Collected data entries:
* * * * * * * * *

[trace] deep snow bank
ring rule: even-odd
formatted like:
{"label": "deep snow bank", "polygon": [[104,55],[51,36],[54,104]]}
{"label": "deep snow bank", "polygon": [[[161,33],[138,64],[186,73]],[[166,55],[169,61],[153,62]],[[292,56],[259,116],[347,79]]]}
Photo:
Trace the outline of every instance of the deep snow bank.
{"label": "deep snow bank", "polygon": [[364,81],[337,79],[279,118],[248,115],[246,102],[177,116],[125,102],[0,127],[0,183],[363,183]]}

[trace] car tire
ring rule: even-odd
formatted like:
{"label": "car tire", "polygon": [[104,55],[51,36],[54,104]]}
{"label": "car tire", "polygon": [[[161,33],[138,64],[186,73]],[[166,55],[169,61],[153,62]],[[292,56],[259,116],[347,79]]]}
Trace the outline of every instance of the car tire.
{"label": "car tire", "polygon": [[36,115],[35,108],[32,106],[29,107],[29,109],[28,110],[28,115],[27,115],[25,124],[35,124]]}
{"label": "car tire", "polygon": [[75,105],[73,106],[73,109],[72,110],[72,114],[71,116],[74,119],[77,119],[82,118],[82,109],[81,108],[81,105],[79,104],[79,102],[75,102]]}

* * * * * * * * *

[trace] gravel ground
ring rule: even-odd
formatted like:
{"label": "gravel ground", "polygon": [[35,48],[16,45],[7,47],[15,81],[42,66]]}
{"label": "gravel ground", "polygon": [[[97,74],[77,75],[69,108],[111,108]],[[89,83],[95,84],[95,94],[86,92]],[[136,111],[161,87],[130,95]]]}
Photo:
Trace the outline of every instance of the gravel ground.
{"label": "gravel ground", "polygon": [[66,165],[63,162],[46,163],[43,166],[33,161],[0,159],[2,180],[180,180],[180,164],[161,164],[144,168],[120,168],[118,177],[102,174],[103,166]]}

* * * * * * * * *

» **REQUIRED WORK**
Select every line in the data entries above that contains the string "tire", and copy each one out. Matching is case-sensitive.

» **REPLY TO THE TASK**
[trace] car tire
{"label": "car tire", "polygon": [[104,55],[51,36],[54,104]]}
{"label": "car tire", "polygon": [[[161,33],[138,64],[186,73]],[[166,55],[169,61],[153,62]],[[292,56],[259,116],[347,79]]]}
Trace the outline of every instance of the car tire.
{"label": "car tire", "polygon": [[36,115],[35,108],[32,106],[29,107],[29,109],[28,110],[28,115],[27,115],[25,124],[35,124]]}
{"label": "car tire", "polygon": [[75,105],[73,106],[73,109],[72,110],[72,114],[71,116],[74,119],[77,119],[82,118],[82,109],[81,108],[81,105],[79,104],[79,102],[75,102]]}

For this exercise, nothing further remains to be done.